*Court exercice A:* Réécrivez le passage de l'extrait sur l'égoïsme de famille qui va de "L'égoïsme à deux, à" jusqu'à "faisons-y trois tentes." inclus, en y remplaçant "tentes" par "cabanes".

*Extrait choisi:*
========
Nous abusons de tout, et
le
devoir de vivre en famille prêterait, si l'on
n'y prenait garde, à de singuliers abus. Il
est malheureusement certain que les tendresses les
plus saintes peuvent aboutir à
l'idolâtrie et que le désir
légitime de protéger
l'intimité du foyer peut se
métamorphoser en égoïsme.
L'égoïsme à deux, à trois
ou à quatre, est encore de
l'égoïsme. Or, l'égoïsme,
quelle que soit sa forme, est au fond toujours le
même. Il faut le combattre sans
ménagements.
Vous
rappelez-vous
l'exclamation de Pierre, à l'heure où
son maître était transfiguré? -
«Il fait bon ici; faisons-y trois tentes.
» - Il fait bon ici, s'écrie à
son tour l'égoïsme de famille ;
établissons-nous, enfermons-nous,
préservons-nous des contacts du dehors ;
pourquoi redescendre de la sainte montagne
?
Pourquoi
nous
mêler de nouveau aux contradictions, aux
déceptions, aux humiliations de la vie
commune ? Pourquoi aller chercher encore des
combats? Il fait bon ici; restons-y, nous serons
paisibles et heureux.
========
*Liste:*

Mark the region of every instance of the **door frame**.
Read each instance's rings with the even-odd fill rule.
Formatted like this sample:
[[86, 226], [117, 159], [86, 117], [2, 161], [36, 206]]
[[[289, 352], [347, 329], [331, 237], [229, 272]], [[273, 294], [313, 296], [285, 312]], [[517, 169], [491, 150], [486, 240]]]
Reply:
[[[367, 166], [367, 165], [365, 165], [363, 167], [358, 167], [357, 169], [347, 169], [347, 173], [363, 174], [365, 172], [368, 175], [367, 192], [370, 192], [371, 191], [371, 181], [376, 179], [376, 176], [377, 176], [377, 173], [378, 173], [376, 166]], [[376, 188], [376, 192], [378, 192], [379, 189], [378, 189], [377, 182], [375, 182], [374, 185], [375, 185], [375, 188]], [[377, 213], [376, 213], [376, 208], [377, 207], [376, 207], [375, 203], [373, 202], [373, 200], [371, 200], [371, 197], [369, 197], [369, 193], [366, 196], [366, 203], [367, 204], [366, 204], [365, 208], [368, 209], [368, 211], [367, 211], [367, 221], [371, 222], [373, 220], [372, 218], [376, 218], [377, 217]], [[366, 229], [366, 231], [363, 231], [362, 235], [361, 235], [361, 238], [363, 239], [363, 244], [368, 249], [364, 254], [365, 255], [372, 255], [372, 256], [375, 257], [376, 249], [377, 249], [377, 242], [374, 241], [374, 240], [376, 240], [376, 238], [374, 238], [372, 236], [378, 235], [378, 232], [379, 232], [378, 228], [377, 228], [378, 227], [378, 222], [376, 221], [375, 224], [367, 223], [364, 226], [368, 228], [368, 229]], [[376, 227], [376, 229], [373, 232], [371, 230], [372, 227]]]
========
*Court exercice B:* Multipliez par 1,65 chaque coordonnée figurant dans les réponses des entrées ci-dessus, en arrondissant à l'entier le plus proche (les demis vers le haut). Recopiez ensuite toutes ces entrées en entier, consignes comprises.

*Résultat attendu A:*
L'égoïsme à deux, à trois
ou à quatre, est encore de
l'égoïsme. Or, l'égoïsme,
quelle que soit sa forme, est au fond toujours le
même. Il faut le combattre sans
ménagements.
Vous
rappelez-vous
l'exclamation de Pierre, à l'heure où
son maître était transfiguré? -
«Il fait bon ici; faisons-y trois cabanes.

*Résultat attendu B:*
Mark the region of every instance of the **door frame**.
Read each instance's rings with the even-odd fill rule.
Formatted like this sample:
[[86, 226], [117, 159], [86, 117], [2, 161], [36, 206]]
[[[289, 352], [347, 329], [331, 237], [229, 272]], [[273, 294], [313, 296], [285, 312]], [[517, 169], [491, 150], [486, 240]]]
Reply:
[[[606, 274], [606, 272], [602, 272], [599, 276], [591, 276], [589, 279], [573, 279], [573, 285], [599, 287], [602, 284], [607, 289], [606, 317], [611, 317], [612, 315], [612, 299], [620, 295], [620, 290], [622, 290], [622, 285], [624, 285], [620, 274]], [[620, 310], [620, 317], [624, 317], [625, 312], [624, 312], [622, 300], [619, 300], [617, 305], [619, 305], [619, 310]], [[622, 351], [620, 351], [620, 343], [622, 342], [620, 342], [619, 335], [615, 333], [615, 330], [612, 330], [612, 325], [609, 325], [609, 318], [604, 323], [604, 335], [606, 337], [604, 337], [602, 343], [607, 345], [607, 348], [606, 348], [606, 365], [612, 366], [615, 363], [614, 360], [620, 360], [622, 358]], [[604, 378], [604, 381], [599, 381], [597, 388], [596, 388], [596, 393], [599, 394], [599, 403], [607, 411], [601, 419], [602, 421], [614, 421], [614, 422], [619, 424], [620, 411], [622, 411], [622, 399], [617, 398], [617, 396], [620, 396], [620, 393], [617, 393], [614, 389], [624, 388], [624, 383], [625, 383], [624, 376], [622, 376], [624, 375], [624, 366], [620, 365], [619, 370], [606, 368], [601, 373], [607, 376], [607, 378]], [[620, 375], [620, 378], [615, 383], [612, 380], [614, 375]]]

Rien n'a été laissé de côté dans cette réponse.